Pull out each line of the entries below that contains the string "brown". Case counts.
start Data shown
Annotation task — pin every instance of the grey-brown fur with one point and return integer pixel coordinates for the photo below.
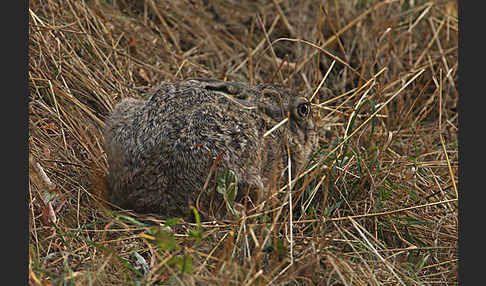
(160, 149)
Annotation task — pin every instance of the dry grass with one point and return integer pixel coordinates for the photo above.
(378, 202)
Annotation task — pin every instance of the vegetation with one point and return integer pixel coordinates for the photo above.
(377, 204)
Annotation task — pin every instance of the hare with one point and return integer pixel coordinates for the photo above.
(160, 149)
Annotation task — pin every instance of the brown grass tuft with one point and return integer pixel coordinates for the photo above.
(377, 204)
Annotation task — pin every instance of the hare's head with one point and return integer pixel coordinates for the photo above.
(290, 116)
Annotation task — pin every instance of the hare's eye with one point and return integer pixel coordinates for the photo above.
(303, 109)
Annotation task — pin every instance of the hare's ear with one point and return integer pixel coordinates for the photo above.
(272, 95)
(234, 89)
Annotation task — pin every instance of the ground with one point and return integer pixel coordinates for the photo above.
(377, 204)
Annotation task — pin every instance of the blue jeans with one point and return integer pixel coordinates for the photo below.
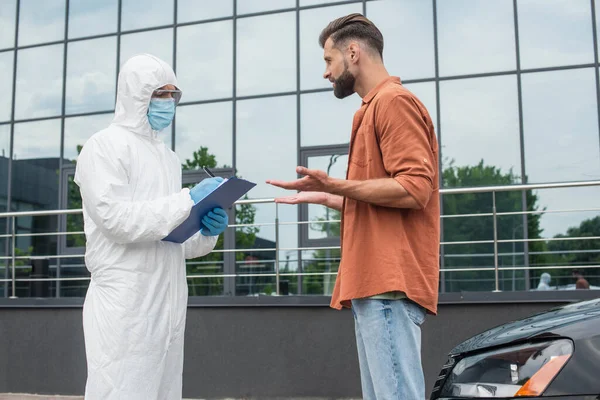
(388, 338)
end Data shown
start Data shown
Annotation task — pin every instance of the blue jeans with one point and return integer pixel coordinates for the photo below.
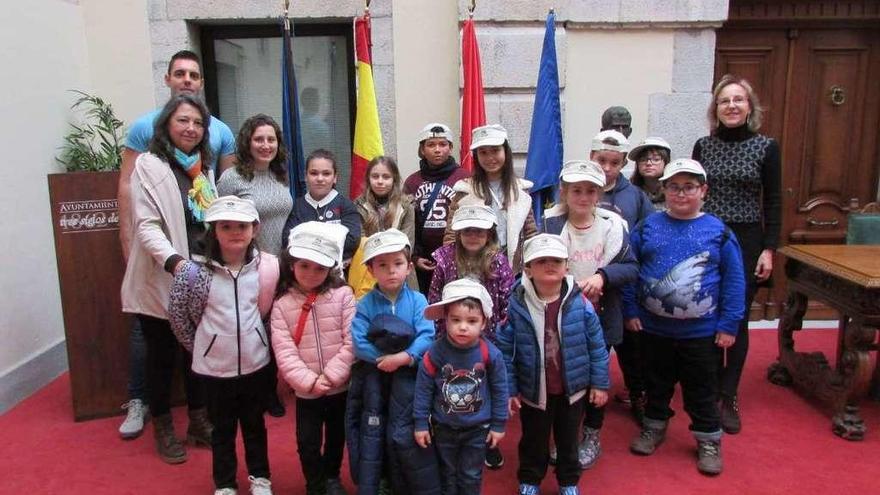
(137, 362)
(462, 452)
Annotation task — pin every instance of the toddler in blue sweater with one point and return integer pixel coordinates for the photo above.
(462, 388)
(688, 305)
end Data shown
§ **Solution to the problem**:
Annotation task — pin every instance of the grey-brown fur with one point and return integer pixel coordinates for the photo below.
Annotation task — pin every instance of the brown grass tuft with one point and return integer pixel coordinates for the photo above.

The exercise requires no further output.